[[ Records shown open ]]
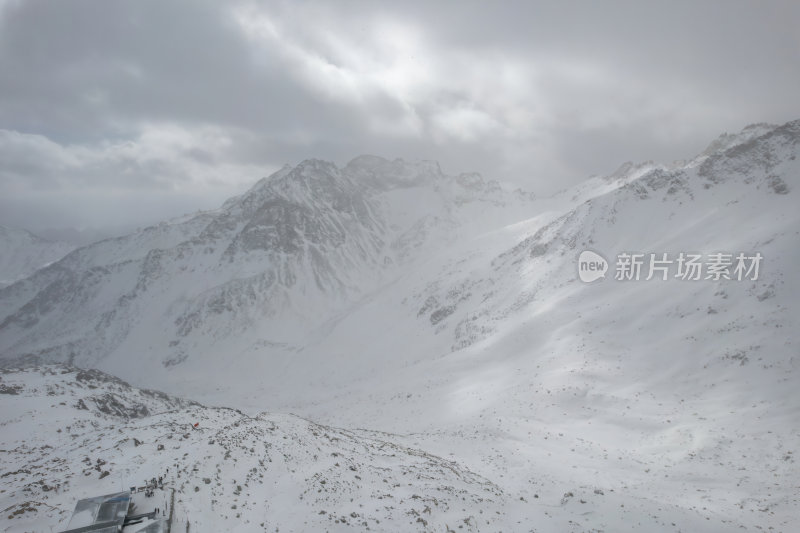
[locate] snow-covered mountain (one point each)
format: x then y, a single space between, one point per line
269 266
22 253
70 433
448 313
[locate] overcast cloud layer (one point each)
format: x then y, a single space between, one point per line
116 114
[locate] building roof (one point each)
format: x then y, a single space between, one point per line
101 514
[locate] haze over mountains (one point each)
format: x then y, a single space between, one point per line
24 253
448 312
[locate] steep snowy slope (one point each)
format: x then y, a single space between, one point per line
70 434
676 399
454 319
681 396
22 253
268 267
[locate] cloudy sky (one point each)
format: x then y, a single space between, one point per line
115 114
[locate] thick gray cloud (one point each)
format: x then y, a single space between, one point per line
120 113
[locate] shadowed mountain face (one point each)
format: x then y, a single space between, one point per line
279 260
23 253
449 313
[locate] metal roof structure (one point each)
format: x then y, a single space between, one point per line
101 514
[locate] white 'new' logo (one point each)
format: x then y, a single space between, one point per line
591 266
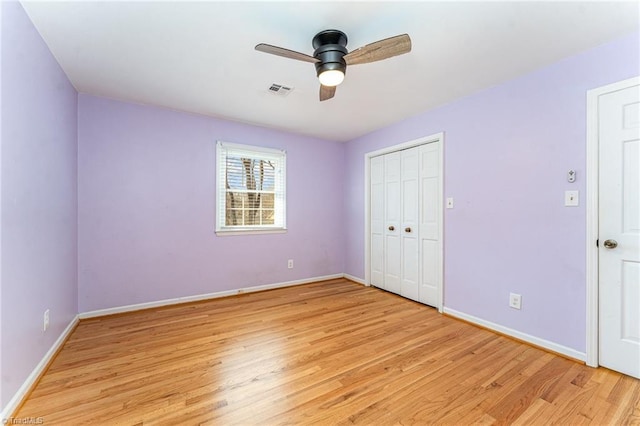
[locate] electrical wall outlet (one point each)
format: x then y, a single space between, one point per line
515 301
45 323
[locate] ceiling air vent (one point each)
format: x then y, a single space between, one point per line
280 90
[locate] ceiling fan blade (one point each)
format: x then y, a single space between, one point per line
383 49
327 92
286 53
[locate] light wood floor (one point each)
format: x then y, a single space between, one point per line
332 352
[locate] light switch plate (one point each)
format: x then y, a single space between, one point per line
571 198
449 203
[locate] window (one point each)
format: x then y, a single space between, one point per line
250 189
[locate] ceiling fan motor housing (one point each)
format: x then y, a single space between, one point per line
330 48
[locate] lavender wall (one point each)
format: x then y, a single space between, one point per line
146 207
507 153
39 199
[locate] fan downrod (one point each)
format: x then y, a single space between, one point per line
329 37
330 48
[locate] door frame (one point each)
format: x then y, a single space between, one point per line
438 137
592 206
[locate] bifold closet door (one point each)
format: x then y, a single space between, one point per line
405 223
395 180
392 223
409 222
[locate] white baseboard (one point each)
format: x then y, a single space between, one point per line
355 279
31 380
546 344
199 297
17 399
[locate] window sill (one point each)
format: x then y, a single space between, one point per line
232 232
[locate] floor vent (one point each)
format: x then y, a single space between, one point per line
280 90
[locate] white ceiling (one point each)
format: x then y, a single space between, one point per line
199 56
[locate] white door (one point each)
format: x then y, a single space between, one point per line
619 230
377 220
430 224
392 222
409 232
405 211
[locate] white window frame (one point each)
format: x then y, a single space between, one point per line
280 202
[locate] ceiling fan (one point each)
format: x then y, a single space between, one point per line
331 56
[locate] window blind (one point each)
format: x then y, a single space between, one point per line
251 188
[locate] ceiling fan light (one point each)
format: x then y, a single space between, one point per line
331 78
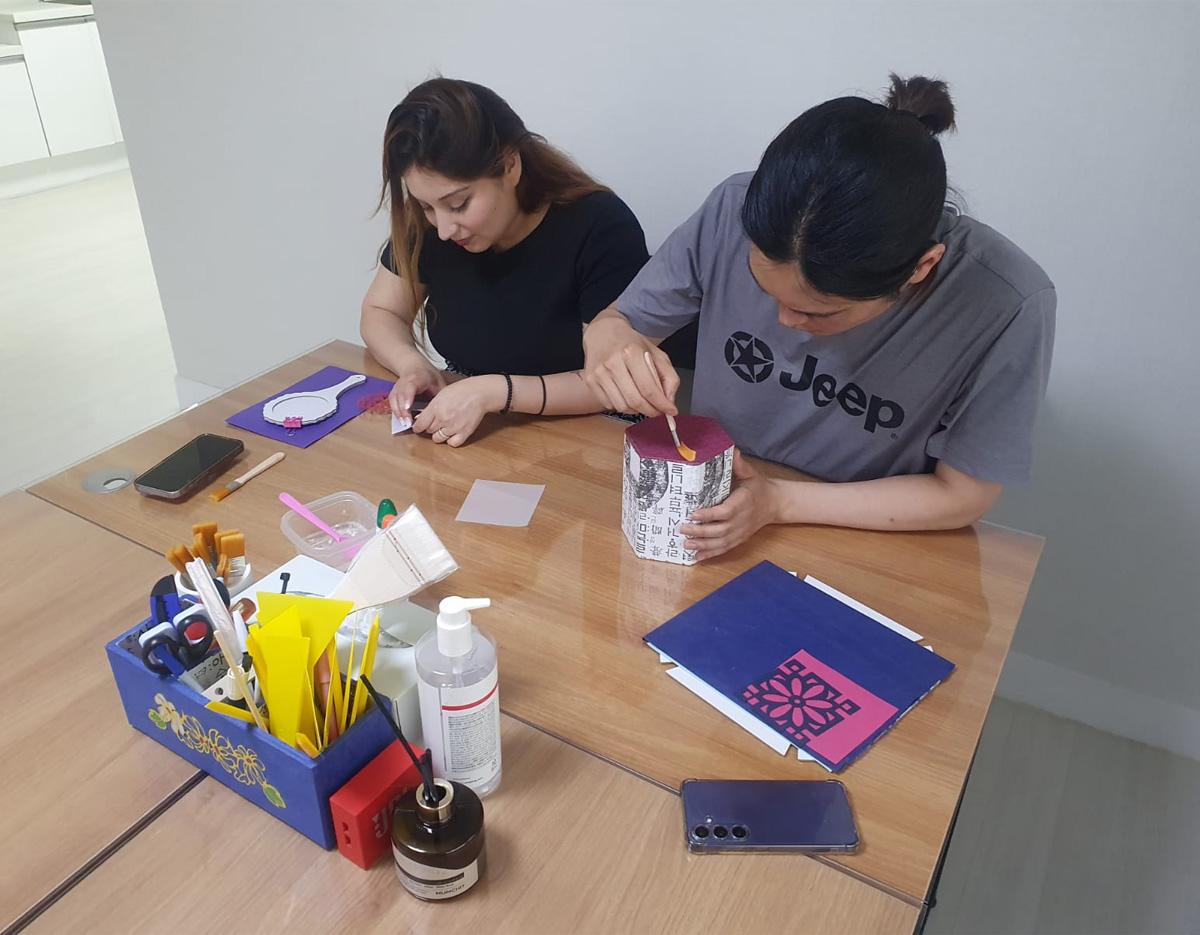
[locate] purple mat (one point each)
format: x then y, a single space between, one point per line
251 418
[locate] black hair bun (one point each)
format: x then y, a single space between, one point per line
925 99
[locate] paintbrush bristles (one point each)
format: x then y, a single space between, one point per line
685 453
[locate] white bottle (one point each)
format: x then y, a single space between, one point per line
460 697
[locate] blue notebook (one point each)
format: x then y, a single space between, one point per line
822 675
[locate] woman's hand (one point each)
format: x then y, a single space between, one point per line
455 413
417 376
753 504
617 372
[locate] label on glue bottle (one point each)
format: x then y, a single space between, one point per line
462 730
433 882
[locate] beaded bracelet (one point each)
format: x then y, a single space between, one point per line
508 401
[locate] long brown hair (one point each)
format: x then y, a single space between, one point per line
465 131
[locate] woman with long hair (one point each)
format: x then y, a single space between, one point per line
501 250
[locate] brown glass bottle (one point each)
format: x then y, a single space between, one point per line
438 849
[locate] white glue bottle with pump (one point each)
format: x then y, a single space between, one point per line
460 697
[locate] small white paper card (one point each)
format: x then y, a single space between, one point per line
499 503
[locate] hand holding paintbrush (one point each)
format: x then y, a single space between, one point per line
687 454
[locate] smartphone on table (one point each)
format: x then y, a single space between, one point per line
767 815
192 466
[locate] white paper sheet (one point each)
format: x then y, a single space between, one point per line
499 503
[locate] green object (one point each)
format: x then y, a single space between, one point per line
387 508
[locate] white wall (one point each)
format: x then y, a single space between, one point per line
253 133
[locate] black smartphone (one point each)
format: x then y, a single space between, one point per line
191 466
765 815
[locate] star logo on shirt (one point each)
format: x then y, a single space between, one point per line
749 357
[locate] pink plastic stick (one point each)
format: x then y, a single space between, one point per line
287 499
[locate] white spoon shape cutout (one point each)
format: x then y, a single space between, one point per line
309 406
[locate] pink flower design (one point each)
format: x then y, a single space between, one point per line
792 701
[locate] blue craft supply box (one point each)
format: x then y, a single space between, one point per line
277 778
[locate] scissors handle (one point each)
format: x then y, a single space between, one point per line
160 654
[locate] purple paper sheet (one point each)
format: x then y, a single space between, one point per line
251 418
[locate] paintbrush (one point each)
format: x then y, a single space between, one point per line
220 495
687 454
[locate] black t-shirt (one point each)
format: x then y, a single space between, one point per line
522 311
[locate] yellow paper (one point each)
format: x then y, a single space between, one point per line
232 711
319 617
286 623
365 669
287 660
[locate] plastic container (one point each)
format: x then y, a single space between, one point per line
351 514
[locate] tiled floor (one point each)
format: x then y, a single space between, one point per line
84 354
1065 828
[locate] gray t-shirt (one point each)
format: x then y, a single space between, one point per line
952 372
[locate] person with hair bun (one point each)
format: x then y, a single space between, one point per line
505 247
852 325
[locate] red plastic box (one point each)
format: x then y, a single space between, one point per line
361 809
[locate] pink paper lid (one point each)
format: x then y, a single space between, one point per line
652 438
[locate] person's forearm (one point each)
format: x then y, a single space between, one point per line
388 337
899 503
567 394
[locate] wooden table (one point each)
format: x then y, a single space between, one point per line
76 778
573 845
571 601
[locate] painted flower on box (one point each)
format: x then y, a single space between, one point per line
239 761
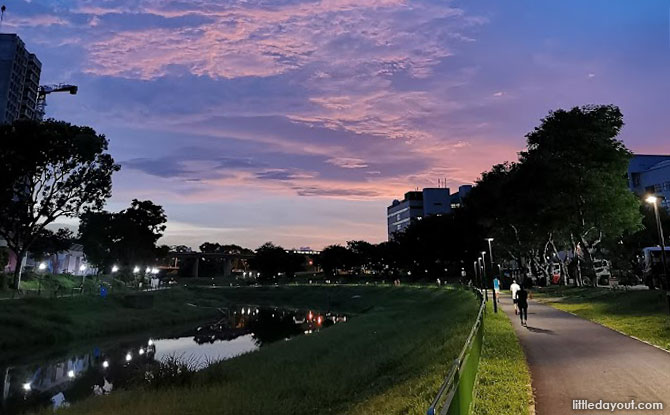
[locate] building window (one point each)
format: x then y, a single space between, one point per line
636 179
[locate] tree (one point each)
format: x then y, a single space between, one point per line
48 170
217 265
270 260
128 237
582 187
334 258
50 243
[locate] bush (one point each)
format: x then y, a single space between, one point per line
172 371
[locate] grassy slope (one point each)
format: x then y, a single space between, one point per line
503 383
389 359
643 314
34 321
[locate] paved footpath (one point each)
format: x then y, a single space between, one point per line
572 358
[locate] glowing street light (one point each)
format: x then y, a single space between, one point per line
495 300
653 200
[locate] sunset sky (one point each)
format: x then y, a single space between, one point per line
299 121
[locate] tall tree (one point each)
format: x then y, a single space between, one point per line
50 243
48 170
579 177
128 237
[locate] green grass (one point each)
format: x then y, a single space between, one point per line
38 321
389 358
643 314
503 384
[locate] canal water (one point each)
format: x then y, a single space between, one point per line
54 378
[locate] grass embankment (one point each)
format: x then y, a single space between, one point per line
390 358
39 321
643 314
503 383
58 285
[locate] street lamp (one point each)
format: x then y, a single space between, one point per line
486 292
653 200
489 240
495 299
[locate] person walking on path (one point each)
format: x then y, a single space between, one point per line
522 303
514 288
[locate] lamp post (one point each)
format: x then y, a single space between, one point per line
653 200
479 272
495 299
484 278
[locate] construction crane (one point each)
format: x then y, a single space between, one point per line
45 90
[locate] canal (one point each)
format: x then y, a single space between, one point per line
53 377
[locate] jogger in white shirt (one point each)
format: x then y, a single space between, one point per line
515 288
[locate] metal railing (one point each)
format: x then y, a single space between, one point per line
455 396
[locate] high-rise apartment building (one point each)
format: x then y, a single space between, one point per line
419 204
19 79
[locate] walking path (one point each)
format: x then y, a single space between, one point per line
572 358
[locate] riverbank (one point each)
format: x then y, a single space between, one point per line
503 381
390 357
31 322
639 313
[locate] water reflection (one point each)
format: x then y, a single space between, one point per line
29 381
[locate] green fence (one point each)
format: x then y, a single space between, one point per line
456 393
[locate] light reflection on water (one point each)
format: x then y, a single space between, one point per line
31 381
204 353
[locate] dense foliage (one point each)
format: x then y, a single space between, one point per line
[[ Records shown closed ]]
▸ **Problem statement**
What lines of the preceding data include the string "with"? Pull them out.

▸ **Answer**
[locate] woman with long hair (one point each)
[locate] white glue bottle with pump (one point each)
[locate] person with hair bun (one point each)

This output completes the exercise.